◆ TASK:
Please quote the lines of the records word for word, starting at the line that contains "Where can you see the roof" and ending at the final line of the records.

◆ EXERCISE INPUTS:
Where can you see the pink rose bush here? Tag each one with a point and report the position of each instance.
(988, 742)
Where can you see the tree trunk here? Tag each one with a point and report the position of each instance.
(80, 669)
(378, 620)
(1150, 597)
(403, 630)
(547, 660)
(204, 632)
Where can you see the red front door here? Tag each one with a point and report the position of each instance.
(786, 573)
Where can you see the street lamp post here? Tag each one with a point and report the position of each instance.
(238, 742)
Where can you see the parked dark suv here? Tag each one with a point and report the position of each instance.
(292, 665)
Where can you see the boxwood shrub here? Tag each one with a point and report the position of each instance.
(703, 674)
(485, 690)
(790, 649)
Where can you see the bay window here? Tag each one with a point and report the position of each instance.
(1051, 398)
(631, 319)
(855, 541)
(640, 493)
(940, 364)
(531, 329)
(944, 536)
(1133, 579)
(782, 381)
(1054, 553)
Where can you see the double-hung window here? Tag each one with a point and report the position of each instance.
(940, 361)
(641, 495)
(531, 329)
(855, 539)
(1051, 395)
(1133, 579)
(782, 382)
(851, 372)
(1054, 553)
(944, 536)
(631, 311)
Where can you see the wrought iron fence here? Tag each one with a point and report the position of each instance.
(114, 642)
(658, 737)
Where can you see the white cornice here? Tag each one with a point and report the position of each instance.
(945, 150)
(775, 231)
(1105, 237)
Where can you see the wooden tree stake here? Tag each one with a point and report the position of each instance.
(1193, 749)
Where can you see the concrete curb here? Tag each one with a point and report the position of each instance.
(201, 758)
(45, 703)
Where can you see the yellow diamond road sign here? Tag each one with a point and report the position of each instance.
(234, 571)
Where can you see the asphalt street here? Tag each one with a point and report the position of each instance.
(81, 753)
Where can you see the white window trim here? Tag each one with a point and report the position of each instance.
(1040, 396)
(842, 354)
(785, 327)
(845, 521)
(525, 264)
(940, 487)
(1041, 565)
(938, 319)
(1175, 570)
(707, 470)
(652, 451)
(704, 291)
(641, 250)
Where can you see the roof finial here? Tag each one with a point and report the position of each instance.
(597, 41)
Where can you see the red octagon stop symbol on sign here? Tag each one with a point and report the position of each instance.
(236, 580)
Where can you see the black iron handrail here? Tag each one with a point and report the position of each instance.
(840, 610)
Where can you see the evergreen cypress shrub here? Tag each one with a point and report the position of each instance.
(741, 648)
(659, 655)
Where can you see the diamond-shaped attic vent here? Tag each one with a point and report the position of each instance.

◆ RESULT OF THE TASK:
Where can you see the roof finial here? Tag each one with a point and report the position of each instance.
(597, 41)
Where can you see the red octagon stop symbol on sign here? Tag each one with a point and report the position of each instance.
(236, 580)
Where can you see the black iron handrail here? Tag each one with a point and report the position of each instance.
(840, 610)
Where can you see the evergreen cypress shrub here? Tag each one with a point and report the position of each instance.
(741, 648)
(659, 655)
Where can you see the diamond-shaped attic vent here? Tag each one with a point and report the position of each instance.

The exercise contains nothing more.